» **The problem**
Retype all the records with nothing changed.

» **Input material**

****************************************

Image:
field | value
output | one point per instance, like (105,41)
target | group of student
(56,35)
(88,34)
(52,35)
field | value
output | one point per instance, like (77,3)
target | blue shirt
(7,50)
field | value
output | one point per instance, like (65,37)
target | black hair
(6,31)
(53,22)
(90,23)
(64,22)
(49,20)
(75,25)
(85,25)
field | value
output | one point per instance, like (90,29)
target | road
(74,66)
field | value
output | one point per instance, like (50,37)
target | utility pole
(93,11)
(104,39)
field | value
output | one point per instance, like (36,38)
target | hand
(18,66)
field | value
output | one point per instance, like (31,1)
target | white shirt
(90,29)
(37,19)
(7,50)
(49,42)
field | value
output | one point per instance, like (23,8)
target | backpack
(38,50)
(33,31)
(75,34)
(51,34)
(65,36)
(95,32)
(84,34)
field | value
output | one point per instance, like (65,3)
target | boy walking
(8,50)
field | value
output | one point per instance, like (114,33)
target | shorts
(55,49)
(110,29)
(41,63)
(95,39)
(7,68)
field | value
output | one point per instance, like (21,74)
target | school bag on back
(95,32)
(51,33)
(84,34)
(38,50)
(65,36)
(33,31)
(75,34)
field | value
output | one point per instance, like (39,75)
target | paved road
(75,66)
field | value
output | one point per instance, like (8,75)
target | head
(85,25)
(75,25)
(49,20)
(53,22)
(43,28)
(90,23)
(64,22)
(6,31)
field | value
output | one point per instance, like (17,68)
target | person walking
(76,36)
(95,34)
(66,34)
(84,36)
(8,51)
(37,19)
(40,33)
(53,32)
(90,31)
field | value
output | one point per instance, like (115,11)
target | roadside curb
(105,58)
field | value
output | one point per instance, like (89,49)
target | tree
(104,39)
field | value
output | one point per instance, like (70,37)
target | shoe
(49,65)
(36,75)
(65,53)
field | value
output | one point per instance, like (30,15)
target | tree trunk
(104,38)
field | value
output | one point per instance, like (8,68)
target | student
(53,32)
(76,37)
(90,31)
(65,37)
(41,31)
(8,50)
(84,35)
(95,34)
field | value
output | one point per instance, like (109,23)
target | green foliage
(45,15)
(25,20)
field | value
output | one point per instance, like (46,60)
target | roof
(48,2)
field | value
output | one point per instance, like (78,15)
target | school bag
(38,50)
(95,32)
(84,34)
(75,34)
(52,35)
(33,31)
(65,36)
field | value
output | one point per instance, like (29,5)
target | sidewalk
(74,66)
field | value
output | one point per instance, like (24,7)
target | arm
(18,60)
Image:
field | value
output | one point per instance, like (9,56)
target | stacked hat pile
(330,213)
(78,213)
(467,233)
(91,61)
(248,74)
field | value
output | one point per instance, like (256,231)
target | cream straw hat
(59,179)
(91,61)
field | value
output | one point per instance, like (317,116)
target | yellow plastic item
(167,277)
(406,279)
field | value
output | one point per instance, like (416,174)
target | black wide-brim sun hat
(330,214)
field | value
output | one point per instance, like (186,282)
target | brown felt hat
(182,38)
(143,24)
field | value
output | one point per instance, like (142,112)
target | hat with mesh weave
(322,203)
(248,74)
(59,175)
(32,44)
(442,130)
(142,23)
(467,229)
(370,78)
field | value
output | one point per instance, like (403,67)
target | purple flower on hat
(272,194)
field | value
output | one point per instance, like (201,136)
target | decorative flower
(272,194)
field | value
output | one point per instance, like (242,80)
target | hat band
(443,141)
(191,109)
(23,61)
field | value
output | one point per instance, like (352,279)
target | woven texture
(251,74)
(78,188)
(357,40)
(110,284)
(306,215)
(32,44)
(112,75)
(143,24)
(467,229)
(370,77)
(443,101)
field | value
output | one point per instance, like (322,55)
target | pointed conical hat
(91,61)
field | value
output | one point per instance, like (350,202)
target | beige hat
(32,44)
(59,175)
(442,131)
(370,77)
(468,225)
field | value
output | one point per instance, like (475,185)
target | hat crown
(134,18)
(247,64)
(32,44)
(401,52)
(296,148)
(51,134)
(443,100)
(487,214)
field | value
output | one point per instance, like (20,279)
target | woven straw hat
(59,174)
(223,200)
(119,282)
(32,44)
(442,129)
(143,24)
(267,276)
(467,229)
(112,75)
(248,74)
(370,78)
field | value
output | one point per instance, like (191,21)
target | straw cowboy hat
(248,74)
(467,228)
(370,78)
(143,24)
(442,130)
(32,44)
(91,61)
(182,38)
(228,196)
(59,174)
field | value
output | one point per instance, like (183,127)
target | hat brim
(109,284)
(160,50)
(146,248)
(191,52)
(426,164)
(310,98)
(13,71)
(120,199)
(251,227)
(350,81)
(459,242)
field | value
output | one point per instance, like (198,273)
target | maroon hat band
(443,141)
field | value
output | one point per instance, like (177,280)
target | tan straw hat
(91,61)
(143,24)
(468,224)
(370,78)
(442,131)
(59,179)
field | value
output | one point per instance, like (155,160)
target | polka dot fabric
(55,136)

****************************************

» **Expected answer**
Image:
field | value
output | one point per instance, like (105,41)
target | group of student
(56,35)
(88,34)
(52,35)
field | value
output | one point per instance, like (77,3)
target | blue shirt
(7,50)
field | value
output | one point per instance, like (65,37)
target | black hair
(6,31)
(53,22)
(90,23)
(64,22)
(49,20)
(75,25)
(85,25)
field | value
output | one point per instance, like (90,29)
target | road
(74,66)
field | value
output | one point per instance, like (50,37)
target | utility pole
(93,11)
(104,39)
field | value
output | one point per instance, like (36,38)
target | hand
(18,66)
field | value
output | one point per instance, like (31,1)
target | white shirt
(90,29)
(37,19)
(7,50)
(49,42)
field | value
output | one point per instance, like (23,8)
target | backpack
(38,50)
(33,31)
(75,34)
(51,34)
(65,36)
(95,32)
(84,34)
field | value
output | one point per instance, like (65,3)
target | boy walking
(8,50)
field | value
output | one point per instance, like (114,33)
target | shorts
(55,49)
(110,29)
(41,63)
(95,39)
(7,68)
field | value
output | one point per instance, like (21,74)
target | school bag on back
(95,32)
(51,33)
(84,34)
(38,50)
(65,36)
(33,31)
(75,34)
field | value
output | one point per instance, like (39,75)
target | paved road
(75,66)
field | value
output | one point per instance, like (8,75)
target | head
(85,25)
(75,25)
(49,20)
(53,22)
(43,28)
(90,23)
(64,22)
(6,31)
field | value
output | one point per instance, like (17,68)
target | person walking
(76,36)
(95,34)
(66,34)
(84,36)
(8,51)
(37,19)
(40,33)
(53,32)
(90,31)
field | value
output | one point per instance, like (115,11)
target | roadside curb
(105,58)
field | value
output | one point per instance, like (89,49)
target | tree
(104,39)
field | value
output | one point per instance, like (70,37)
target | shoe
(49,65)
(36,75)
(65,53)
field | value
output | one point per instance, like (30,15)
target | tree trunk
(104,38)
field | value
output | one point per instance, like (8,68)
target | student
(53,32)
(76,37)
(90,31)
(65,37)
(41,31)
(8,50)
(84,35)
(95,34)
field | value
output | one point per instance, like (109,23)
target | green foliage
(45,15)
(25,20)
field | value
output | one point per instance, like (46,60)
target | roof
(48,2)
field | value
output | one point per instance, like (78,15)
target | school bag
(38,50)
(95,32)
(84,34)
(75,34)
(52,35)
(33,31)
(65,36)
field | value
output | one point per instance, like (29,5)
target | sidewalk
(74,66)
field | value
output | one point per instance, like (24,7)
target | arm
(18,60)
Image:
field | value
output | one point per instance, like (9,56)
target | stacked hat pile
(330,213)
(78,213)
(467,233)
(91,61)
(248,74)
field | value
output | one point per instance, like (256,231)
target | cream straw hat
(59,179)
(91,61)
field | value
output | one point per instance, like (317,116)
target | yellow plastic item
(167,277)
(406,279)
field | value
output | one point per instance, like (416,174)
target | black wide-brim sun hat
(330,214)
field | value
output | one point per instance, like (186,282)
target | brown felt hat
(182,38)
(143,24)
field | value
output | one point per instance, like (142,112)
target | hat with mesh weave
(322,203)
(248,74)
(59,175)
(32,44)
(442,130)
(142,23)
(467,229)
(370,78)
field | value
output | one point per instance, like (403,67)
target | purple flower on hat
(272,194)
field | value
output | one point per instance, like (201,136)
target | decorative flower
(272,194)
field | value
output | one point per instance, like (242,80)
target | hat band
(443,141)
(191,109)
(23,61)
field | value
output | one point per instance, like (352,279)
target | woven texture
(251,74)
(78,188)
(357,40)
(110,284)
(306,215)
(32,44)
(112,75)
(143,24)
(467,229)
(370,77)
(443,101)
field | value
output | one point per instance, like (322,55)
target | pointed conical hat
(91,61)
field | value
output | one point per instance, like (350,202)
target | beige hat
(32,44)
(59,175)
(442,131)
(370,77)
(468,225)
field | value
output | one point per instance, like (475,185)
target | hat crown
(134,18)
(247,64)
(32,44)
(401,52)
(296,148)
(51,134)
(443,100)
(487,214)
field | value
output | one point per instance, like (20,279)
target | woven straw hat
(59,174)
(223,200)
(119,282)
(32,44)
(442,129)
(143,24)
(267,276)
(467,229)
(112,75)
(248,74)
(370,78)
field | value
output | one point per instance, like (191,21)
target | straw cowboy hat
(248,74)
(467,228)
(370,78)
(143,24)
(442,130)
(32,44)
(91,61)
(182,38)
(228,196)
(59,174)
field | value
output | one point per instance, like (183,127)
target | hat brim
(109,284)
(160,50)
(146,248)
(191,52)
(426,164)
(310,98)
(13,71)
(120,199)
(251,227)
(350,81)
(459,242)
field | value
output | one point per instance, like (198,273)
target | maroon hat band
(443,141)
field | value
output | one point per instance, like (177,280)
target | tan straw hat
(91,61)
(143,24)
(468,224)
(370,78)
(442,131)
(59,179)
field | value
output | one point per instance, like (155,160)
target | polka dot fabric
(55,136)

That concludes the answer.